> WHAT IS EXPECTED
The records that follow are to be repeated without alteration.
*** Opening of AVAILABLE RECORDS ***
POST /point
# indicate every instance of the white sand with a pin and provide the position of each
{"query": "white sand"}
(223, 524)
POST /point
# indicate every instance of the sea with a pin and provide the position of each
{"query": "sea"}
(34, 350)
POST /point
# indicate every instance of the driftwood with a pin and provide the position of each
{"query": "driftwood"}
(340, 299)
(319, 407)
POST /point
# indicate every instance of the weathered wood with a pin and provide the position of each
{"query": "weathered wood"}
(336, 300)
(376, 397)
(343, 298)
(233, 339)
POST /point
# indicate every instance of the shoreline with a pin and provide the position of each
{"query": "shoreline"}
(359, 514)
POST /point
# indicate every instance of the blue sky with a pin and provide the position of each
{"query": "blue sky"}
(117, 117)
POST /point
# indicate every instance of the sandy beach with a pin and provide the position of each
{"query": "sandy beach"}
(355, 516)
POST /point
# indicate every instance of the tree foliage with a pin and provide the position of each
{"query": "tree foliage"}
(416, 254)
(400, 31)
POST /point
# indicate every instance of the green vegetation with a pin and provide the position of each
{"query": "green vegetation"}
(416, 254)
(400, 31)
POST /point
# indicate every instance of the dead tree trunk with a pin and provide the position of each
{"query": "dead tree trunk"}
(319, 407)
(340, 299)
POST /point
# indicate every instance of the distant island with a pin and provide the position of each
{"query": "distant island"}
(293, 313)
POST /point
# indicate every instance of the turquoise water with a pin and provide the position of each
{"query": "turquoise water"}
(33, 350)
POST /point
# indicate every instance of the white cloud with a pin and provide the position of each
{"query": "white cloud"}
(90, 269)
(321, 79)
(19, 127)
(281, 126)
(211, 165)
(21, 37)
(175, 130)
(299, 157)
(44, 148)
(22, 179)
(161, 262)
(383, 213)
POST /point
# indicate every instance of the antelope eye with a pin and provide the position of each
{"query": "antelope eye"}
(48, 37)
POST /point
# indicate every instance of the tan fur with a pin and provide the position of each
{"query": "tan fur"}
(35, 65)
*** Close of AVAILABLE RECORDS ***
> RESPONSE AREA
POST /point
# indicate every instance of the white sand with a pin and provide the position of each
{"query": "white sand"}
(223, 524)
POST /point
# indicate every instance of the sea with a pin and provide the position of each
{"query": "sea"}
(34, 350)
POST /point
# indicate every instance of the driftwood with a pin and provide the position of each
{"query": "driftwood"}
(340, 299)
(319, 407)
POST /point
# indicate every instance of the weathered wood with a pin and provide the position of each
{"query": "weathered wood"}
(336, 300)
(376, 397)
(343, 298)
(233, 339)
POST /point
# indicate every instance of the shoreline with a pin and provide the position of each
{"query": "shoreline"}
(359, 514)
POST /point
# indicate every instance of the blue sky with a pin and provide the position of each
{"query": "blue sky"}
(117, 117)
POST /point
# indicate every instance of the sandy beach with a pin and provide the position of each
{"query": "sandy beach"}
(355, 516)
POST /point
# indicate every instance of the tree foliage with a pin and provide the position of each
{"query": "tree foliage"}
(416, 254)
(400, 31)
POST /point
# indicate every instance of the green vegetation with a pin and provide the position of each
{"query": "green vegetation"}
(416, 254)
(400, 31)
POST /point
# indicate every instance of the dead tree trunk with a pin and provide the position of each
{"query": "dead tree trunk"}
(319, 407)
(340, 299)
POST /point
# indicate every instance of the distant island with a pin and provide the position of each
{"query": "distant island"}
(293, 313)
POST /point
# indicate every instance of the turquoise water with a pin and provide the position of each
{"query": "turquoise water"}
(33, 350)
POST /point
# indicate every instance of the white cloud with a pin and provide the position of each
{"query": "white cloud"}
(90, 269)
(321, 79)
(19, 127)
(281, 126)
(211, 165)
(21, 37)
(175, 130)
(299, 157)
(44, 148)
(22, 179)
(161, 262)
(383, 213)
POST /point
# indicate every instance of the antelope eye with a pin and provide the position of each
{"query": "antelope eye"}
(48, 37)
POST /point
# indicate every instance of the tan fur with a pin and provide the position of each
{"query": "tan fur"}
(35, 65)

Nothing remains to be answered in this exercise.